HOW TO COMPLETE THIS TASK: Your reply should reproduce each entry exactly and contain no pictures.

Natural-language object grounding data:
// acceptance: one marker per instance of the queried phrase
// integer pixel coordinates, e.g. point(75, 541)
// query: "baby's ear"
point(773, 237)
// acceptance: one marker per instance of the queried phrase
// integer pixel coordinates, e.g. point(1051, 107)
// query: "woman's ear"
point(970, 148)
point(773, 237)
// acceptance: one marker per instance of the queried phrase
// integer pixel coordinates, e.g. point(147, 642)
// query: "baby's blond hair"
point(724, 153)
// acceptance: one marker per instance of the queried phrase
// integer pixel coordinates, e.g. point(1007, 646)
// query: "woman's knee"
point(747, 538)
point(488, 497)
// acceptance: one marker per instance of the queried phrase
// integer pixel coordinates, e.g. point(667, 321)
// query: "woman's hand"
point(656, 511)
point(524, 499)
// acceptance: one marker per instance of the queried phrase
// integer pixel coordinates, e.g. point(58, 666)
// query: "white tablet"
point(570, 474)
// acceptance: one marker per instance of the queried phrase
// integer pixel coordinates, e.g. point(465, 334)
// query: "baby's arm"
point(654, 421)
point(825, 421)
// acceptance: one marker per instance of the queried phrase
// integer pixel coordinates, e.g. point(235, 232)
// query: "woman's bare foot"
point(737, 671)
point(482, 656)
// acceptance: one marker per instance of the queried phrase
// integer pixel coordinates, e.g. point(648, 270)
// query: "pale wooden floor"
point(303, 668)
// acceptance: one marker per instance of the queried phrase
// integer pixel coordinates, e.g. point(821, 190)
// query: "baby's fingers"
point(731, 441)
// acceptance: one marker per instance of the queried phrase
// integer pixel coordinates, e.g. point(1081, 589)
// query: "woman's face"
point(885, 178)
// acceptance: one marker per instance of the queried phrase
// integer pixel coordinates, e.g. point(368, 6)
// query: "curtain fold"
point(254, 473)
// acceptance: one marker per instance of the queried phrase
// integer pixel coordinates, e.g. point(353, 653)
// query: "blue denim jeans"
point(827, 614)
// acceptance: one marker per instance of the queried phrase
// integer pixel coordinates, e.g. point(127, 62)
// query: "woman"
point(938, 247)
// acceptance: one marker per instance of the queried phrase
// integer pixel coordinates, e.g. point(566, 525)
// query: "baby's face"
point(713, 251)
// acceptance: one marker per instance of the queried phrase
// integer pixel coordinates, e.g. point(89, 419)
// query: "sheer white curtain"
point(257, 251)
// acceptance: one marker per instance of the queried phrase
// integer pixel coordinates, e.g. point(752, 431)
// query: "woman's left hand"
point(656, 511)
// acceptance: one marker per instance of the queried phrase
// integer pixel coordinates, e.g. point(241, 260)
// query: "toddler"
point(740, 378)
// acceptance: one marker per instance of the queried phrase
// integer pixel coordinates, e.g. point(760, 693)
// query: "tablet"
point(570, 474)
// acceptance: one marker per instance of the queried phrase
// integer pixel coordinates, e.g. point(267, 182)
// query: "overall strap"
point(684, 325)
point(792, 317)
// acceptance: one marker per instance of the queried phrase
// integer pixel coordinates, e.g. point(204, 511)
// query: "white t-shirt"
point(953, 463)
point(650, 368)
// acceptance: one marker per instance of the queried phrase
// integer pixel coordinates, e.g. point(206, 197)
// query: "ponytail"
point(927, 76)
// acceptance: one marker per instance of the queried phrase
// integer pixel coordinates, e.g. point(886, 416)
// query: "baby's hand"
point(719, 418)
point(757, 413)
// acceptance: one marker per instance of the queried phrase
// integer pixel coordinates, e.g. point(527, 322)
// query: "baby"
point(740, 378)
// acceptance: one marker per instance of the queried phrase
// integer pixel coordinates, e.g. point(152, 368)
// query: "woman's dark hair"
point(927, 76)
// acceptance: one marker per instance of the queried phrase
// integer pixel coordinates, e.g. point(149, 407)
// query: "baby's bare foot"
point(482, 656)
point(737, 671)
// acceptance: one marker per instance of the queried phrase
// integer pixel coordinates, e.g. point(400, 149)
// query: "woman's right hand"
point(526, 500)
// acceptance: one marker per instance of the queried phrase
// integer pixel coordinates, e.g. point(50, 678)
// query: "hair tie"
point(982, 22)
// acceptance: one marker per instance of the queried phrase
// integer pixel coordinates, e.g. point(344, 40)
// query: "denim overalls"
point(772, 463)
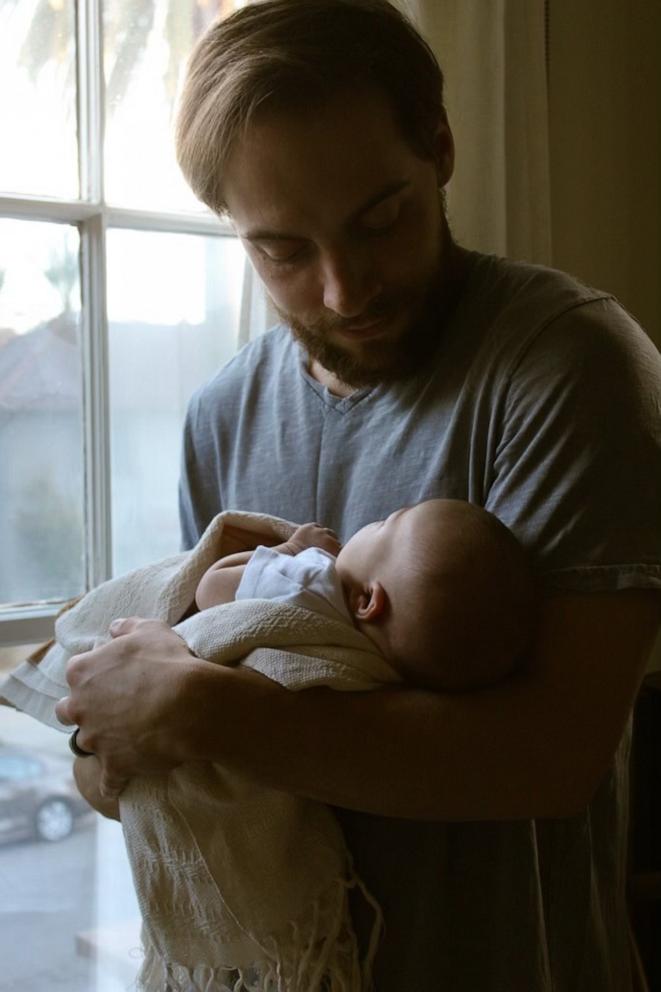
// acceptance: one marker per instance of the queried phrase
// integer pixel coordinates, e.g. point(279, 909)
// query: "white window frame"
point(33, 623)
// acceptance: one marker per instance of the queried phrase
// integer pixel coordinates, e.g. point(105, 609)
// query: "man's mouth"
point(362, 330)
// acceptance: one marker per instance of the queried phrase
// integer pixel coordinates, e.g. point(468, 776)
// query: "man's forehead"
point(286, 167)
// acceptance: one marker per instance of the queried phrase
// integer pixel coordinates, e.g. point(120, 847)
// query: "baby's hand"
point(313, 536)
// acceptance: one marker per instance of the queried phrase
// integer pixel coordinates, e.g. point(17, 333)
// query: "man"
point(489, 826)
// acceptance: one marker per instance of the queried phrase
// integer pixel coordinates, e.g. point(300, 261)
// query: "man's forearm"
point(536, 745)
point(396, 752)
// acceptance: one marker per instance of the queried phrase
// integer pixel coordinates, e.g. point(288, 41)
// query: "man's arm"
point(536, 745)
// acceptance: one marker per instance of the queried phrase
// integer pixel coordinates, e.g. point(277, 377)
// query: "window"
point(119, 295)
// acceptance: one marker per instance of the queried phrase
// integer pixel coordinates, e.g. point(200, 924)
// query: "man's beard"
point(384, 360)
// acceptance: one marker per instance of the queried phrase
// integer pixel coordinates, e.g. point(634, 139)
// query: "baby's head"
point(445, 591)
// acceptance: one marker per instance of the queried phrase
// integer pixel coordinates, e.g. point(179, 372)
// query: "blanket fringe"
point(319, 956)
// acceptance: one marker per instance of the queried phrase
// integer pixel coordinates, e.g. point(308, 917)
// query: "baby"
point(442, 589)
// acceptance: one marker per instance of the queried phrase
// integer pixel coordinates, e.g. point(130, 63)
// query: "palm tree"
point(126, 27)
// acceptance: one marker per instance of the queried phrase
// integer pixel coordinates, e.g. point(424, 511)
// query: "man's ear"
point(371, 603)
point(444, 153)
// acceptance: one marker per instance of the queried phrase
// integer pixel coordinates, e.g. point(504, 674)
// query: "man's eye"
point(282, 252)
point(382, 216)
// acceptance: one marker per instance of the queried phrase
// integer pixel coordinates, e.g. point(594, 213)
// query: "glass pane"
point(68, 913)
point(41, 448)
point(38, 98)
point(146, 45)
point(173, 323)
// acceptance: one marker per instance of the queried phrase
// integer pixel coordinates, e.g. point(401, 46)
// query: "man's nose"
point(349, 284)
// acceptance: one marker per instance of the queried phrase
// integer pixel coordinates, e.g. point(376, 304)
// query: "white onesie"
point(308, 579)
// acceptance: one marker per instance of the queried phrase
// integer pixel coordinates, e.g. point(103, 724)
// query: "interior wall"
point(605, 108)
point(605, 114)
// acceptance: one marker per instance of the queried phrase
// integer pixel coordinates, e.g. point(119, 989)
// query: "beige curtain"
point(493, 55)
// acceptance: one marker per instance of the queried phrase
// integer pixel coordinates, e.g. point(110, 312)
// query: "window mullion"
point(96, 418)
point(96, 403)
point(90, 99)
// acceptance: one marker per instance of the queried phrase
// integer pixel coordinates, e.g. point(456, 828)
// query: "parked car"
point(38, 796)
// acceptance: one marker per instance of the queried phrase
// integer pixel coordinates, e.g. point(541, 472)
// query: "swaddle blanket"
point(241, 888)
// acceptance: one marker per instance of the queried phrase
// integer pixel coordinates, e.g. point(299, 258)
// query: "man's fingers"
point(62, 711)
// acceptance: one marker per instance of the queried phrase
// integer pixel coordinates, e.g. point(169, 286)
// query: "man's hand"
point(126, 700)
point(311, 536)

FINISHED EXERCISE:
// acceptance: one marker per instance of the queried phrase
// integer pixel coordinates, e.g. point(75, 541)
// query: "baby's ear"
point(773, 237)
// acceptance: one marker per instance of the queried phrase
// integer pixel coordinates, e.g. point(1051, 107)
// query: "woman's ear"
point(970, 148)
point(773, 237)
// acceptance: one marker per instance of the queried phrase
// integer pixel coordinates, e.g. point(147, 642)
// query: "baby's blond hair"
point(724, 153)
// acceptance: one marker per instance of the queried phrase
// integer pixel coordinates, e.g. point(1007, 646)
// query: "woman's knee"
point(747, 538)
point(488, 497)
// acceptance: one marker per instance of the queried phrase
// integer pixel coordinates, e.g. point(667, 321)
// query: "woman's hand"
point(656, 511)
point(524, 499)
// acceptance: one marker per instance of the queried phrase
// integer pixel coordinates, e.g. point(58, 666)
// query: "white tablet"
point(570, 474)
// acceptance: one marker per instance of the queried phrase
// integer pixel coordinates, e.g. point(465, 334)
// query: "baby's arm"
point(654, 421)
point(825, 421)
// acceptance: one marker per instance of the queried phrase
// integer pixel coordinates, e.g. point(235, 232)
// query: "woman's bare foot"
point(737, 671)
point(482, 656)
// acceptance: one marker per instance of the queried phrase
// integer pixel coordinates, e.g. point(648, 270)
// query: "pale wooden floor"
point(303, 668)
// acceptance: one marker per instance of the queried phrase
// integer pixel coordinates, e.g. point(821, 190)
// query: "baby's fingers"
point(731, 441)
// acceptance: one marker per instance of the queried phrase
// integer pixel coordinates, e.g. point(1081, 589)
// query: "woman's face"
point(885, 178)
// acceptance: one marker per instance of the queried phrase
// integer pixel coordinates, e.g. point(368, 6)
// query: "curtain fold"
point(254, 473)
// acceptance: one marker per instance of the queried phrase
// integer pixel coordinates, e.g. point(353, 653)
// query: "blue denim jeans"
point(827, 614)
// acceptance: one marker per instance of the queried phrase
// integer pixel coordinates, e.g. point(127, 62)
// query: "woman"
point(938, 247)
// acceptance: one marker per instance of the queried phrase
// integer pixel coordinates, e.g. point(566, 525)
// query: "baby's face"
point(713, 251)
// acceptance: one marker per instance of the queried phrase
// integer pixel coordinates, e.g. point(89, 419)
// query: "sheer white curtain"
point(257, 251)
// acceptance: one marker per instance of the queried phrase
// integer pixel coordinates, e.g. point(752, 431)
// query: "woman's left hand"
point(656, 511)
// acceptance: one marker per instance of the queried phrase
// integer pixel coordinates, e.g. point(241, 260)
// query: "toddler"
point(740, 378)
// acceptance: one marker per instance of the queried phrase
// integer pixel coordinates, e.g. point(760, 693)
// query: "tablet"
point(570, 474)
// acceptance: one marker per instance of the queried phrase
// integer pixel coordinates, e.g. point(267, 182)
// query: "overall strap"
point(684, 325)
point(792, 317)
// acceptance: one marker per instance of the queried phrase
// integer pixel coordinates, e.g. point(204, 511)
// query: "white t-shirt"
point(953, 463)
point(650, 368)
// acceptance: one marker per instance of the queried phrase
// integer pixel coordinates, e.g. point(206, 197)
// query: "ponytail"
point(927, 76)
// acceptance: one marker per instance of the queried phrase
// integer pixel coordinates, e.g. point(886, 416)
// query: "baby's hand"
point(719, 418)
point(757, 413)
// acceptance: one marker per instance of the queried phrase
// integer pixel coordinates, e.g. point(527, 322)
// query: "baby"
point(740, 378)
// acceptance: one marker per instance of the queried phrase
// integer pixel coordinates, e.g. point(152, 368)
// query: "woman's dark hair"
point(927, 76)
// acceptance: one marker per instance of the queried phrase
// integer pixel coordinates, e.g. point(149, 407)
// query: "baby's bare foot"
point(482, 656)
point(737, 671)
// acceptance: one marker per instance of the queried phrase
// integer pixel coordinates, e.g. point(400, 149)
// query: "woman's right hand"
point(526, 500)
// acceptance: one marker per instance of the queried phrase
// integer pixel coordinates, e.g. point(50, 678)
// query: "hair tie"
point(982, 22)
// acceptance: one marker per instance of the queried phrase
// integer pixel coordinates, e.g. point(344, 40)
// query: "denim overalls"
point(772, 463)
// acceptance: one marker per instance of the queried phrase
// integer pixel coordinates, e.g. point(279, 909)
// query: "white window frame"
point(33, 623)
// acceptance: one marker per instance of the queried phrase
// integer pixel coordinates, e.g. point(105, 609)
// query: "man's mouth"
point(362, 330)
// acceptance: one marker per instance of the queried phrase
// integer pixel coordinates, e.g. point(468, 776)
// query: "man's forehead"
point(286, 167)
// acceptance: one marker per instance of the queried phrase
// integer pixel coordinates, e.g. point(120, 847)
// query: "baby's hand"
point(313, 536)
// acceptance: one marker per instance of the queried phrase
// integer pixel coordinates, e.g. point(17, 333)
// query: "man"
point(489, 826)
// acceptance: one marker per instance of the queried phrase
// integer pixel coordinates, e.g. point(300, 261)
// query: "man's forearm"
point(536, 745)
point(396, 752)
// acceptance: one marker per instance of the queried phrase
// integer pixel coordinates, e.g. point(288, 41)
// query: "man's arm"
point(536, 745)
// acceptance: one marker per instance of the queried phrase
// integer pixel coordinates, e.g. point(277, 377)
// query: "window"
point(119, 295)
// acceptance: one marker per instance of the queried phrase
// integer pixel coordinates, e.g. point(200, 924)
// query: "man's beard"
point(384, 360)
// acceptance: one marker per instance of the queried phrase
// integer pixel coordinates, e.g. point(634, 139)
// query: "baby's head"
point(445, 591)
// acceptance: one marker per instance of the queried phrase
// integer pixel coordinates, e.g. point(179, 372)
// query: "blanket fringe"
point(319, 956)
// acceptance: one marker per instance of the queried phrase
// integer pixel coordinates, e.g. point(308, 917)
// query: "baby"
point(442, 589)
// acceptance: one marker per instance of the queried phrase
// integer pixel coordinates, e.g. point(130, 63)
// query: "palm tree"
point(126, 27)
// acceptance: one marker per instance of the queried phrase
// integer pixel coordinates, e.g. point(424, 511)
// query: "man's ear"
point(371, 603)
point(444, 153)
// acceptance: one marker per instance of the queried phrase
// integer pixel coordinates, e.g. point(504, 674)
// query: "man's eye"
point(282, 252)
point(382, 216)
// acceptance: one marker per instance of the queried phrase
// integer pixel coordinates, e.g. point(594, 213)
// query: "glass pane"
point(68, 913)
point(41, 448)
point(38, 98)
point(146, 45)
point(173, 323)
// acceptance: one marker per instance of the queried phrase
// integer pixel coordinates, e.g. point(401, 46)
// query: "man's nose"
point(349, 284)
// acceptance: one marker per instance of the queried phrase
// integer pixel coordinates, e.g. point(376, 304)
// query: "white onesie"
point(308, 579)
// acceptance: one marker per instance of the queried phrase
// integer pixel coordinates, e.g. point(103, 724)
// query: "interior wall"
point(605, 108)
point(605, 114)
// acceptance: one marker per instance of the queried phrase
// integer pixel coordinates, e.g. point(119, 989)
// query: "beige curtain"
point(493, 55)
// acceptance: one marker per instance of the queried phrase
// integer pixel coordinates, e.g. point(110, 312)
// query: "window mullion"
point(96, 418)
point(96, 403)
point(90, 99)
// acceptance: one marker per instance of the queried phrase
// integer pixel coordinates, e.g. point(456, 828)
// query: "parked car"
point(38, 796)
// acceptance: one marker per instance of the queried phrase
// integer pixel coordinates, e.g. point(541, 472)
// query: "swaddle blanket"
point(241, 888)
// acceptance: one marker per instance of the queried phrase
// integer pixel coordinates, e.g. point(299, 258)
// query: "man's fingers"
point(62, 711)
// acceptance: one marker per instance of the queried phrase
// integer pixel coordinates, e.g. point(169, 286)
// query: "man's hand"
point(126, 700)
point(311, 536)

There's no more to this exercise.